■ **What to produce**
Answer these questions using the algorithm excerpt below, one answer per line:
1. What range of integers does the black-box boolean function act on?
2. What value of n does the example use?
3. In the worst case, how many times must the function be evaluated classically in that example?

■ **Source**

The algorithm treats the following problem:
- Consider a black-box boolean function $f(x)$ which acts on the integers in the range $[0, 2^{n}-1]$.
- It is guaranteed that the function is either constant or balanced ($\equiv$ for half of the values it is 1 and for the other half 0).
- The goal is to find in a deterministic way whether the function is constant or balanced.
Let us start with an example with $n=4$. We load an arithmetic expression on the numbers between 0 to $2^4-1=15$.
import urllib
expr = (
urllib.request.urlopen(
"https://classiq-docs-images.s3.amazonaws.com/simple_black_box.txt"
)
.read()
.decode("utf-8")
)
black_box_expression = expr.split("\n")[0]
Classicaly, in the worst case, we will have to evaluate the function $2^{n-1}+1=9$ times. Let us do this:
import sympy as sm
from sympy.parsing.sympy_parser import parse_expr
x = sm.symbols("x")
expr = parse_expr(black_box_expression, evaluate=0)
for k in range(2**4 // 2 + 1):
print(expr.subs(x, k))

■ **Listing**
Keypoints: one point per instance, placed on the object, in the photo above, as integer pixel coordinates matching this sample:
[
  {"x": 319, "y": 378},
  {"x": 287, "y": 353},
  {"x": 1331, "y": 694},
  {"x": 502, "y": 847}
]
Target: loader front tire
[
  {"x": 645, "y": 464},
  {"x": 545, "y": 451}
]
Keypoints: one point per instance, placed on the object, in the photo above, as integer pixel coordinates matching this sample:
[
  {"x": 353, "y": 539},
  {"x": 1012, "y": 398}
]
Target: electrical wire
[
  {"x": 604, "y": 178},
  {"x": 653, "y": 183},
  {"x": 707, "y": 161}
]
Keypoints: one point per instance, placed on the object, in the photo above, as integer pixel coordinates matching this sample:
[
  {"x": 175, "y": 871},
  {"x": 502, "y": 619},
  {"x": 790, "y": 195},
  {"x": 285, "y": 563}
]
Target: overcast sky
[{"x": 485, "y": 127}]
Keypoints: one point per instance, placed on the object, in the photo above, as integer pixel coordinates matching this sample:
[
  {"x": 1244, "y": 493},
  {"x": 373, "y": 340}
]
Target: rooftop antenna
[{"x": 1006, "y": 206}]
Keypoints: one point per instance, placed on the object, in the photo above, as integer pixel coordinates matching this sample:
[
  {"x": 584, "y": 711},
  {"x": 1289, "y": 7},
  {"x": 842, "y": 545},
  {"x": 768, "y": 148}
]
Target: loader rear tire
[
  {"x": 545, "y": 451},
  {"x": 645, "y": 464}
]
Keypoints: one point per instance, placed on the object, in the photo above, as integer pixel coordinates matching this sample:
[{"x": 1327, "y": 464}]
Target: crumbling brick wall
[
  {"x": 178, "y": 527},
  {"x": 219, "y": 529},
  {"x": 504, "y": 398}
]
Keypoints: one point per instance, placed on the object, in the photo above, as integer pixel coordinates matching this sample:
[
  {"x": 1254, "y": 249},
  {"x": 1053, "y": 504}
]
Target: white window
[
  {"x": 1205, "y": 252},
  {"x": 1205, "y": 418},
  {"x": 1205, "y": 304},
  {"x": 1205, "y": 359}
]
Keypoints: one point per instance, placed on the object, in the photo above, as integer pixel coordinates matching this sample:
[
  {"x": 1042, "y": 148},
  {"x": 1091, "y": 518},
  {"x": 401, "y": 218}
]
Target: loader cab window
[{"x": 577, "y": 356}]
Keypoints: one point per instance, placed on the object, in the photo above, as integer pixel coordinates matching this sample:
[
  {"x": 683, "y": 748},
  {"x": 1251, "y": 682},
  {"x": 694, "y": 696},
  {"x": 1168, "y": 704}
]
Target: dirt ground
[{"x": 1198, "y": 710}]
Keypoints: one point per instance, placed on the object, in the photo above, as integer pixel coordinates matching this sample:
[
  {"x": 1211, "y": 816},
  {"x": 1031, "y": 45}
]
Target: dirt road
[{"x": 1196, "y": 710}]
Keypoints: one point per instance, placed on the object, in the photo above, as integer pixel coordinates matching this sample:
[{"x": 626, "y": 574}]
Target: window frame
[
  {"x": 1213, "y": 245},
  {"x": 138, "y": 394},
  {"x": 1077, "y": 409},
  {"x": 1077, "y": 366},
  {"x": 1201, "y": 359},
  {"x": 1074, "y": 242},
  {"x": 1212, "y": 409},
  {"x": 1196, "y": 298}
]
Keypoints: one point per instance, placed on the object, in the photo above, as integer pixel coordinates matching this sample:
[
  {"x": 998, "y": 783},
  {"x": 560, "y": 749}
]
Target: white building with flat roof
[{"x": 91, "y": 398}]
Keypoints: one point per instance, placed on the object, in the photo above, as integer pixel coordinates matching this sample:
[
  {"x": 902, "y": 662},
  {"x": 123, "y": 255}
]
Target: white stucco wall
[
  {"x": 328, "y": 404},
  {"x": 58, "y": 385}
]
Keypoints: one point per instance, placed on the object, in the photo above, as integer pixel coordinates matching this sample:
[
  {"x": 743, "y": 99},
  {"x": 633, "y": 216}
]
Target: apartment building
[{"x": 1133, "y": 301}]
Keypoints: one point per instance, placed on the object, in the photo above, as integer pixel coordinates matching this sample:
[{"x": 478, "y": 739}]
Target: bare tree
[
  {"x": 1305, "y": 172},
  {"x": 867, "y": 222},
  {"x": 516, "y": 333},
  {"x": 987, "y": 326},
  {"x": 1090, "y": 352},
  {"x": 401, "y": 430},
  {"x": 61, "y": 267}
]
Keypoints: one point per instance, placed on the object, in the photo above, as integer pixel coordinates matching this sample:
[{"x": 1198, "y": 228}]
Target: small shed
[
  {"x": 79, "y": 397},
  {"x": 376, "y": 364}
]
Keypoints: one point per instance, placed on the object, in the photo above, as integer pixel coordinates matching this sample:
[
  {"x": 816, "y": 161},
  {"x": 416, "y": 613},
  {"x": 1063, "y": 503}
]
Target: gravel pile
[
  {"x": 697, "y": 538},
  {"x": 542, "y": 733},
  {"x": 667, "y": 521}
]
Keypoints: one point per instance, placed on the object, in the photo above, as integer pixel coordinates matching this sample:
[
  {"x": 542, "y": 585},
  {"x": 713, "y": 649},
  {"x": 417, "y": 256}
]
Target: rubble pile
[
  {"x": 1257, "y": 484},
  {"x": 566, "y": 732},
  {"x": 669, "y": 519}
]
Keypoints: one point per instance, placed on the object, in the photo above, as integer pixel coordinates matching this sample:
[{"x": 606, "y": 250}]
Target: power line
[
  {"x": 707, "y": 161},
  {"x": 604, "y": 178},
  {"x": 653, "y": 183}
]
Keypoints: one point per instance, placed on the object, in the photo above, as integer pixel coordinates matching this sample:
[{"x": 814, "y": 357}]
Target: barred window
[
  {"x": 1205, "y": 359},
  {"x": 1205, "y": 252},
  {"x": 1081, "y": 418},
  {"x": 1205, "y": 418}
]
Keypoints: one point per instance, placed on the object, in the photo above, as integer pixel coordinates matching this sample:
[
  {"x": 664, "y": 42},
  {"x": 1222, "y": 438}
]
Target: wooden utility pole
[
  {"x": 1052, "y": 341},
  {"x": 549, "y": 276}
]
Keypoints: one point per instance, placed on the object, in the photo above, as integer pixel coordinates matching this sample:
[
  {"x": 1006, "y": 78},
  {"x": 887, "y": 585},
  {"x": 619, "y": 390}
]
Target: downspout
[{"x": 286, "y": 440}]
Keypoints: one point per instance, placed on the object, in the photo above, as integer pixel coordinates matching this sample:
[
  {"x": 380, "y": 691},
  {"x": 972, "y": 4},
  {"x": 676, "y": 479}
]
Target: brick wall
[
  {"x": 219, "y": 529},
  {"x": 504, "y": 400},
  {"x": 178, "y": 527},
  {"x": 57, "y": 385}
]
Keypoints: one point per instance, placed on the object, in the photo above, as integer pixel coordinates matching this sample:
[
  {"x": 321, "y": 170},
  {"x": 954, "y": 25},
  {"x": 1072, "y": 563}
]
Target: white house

■ **Correct output**
1. The integers from 0 to 2^n − 1.
2. n = 4.
3. 9 times (2^(n−1) + 1).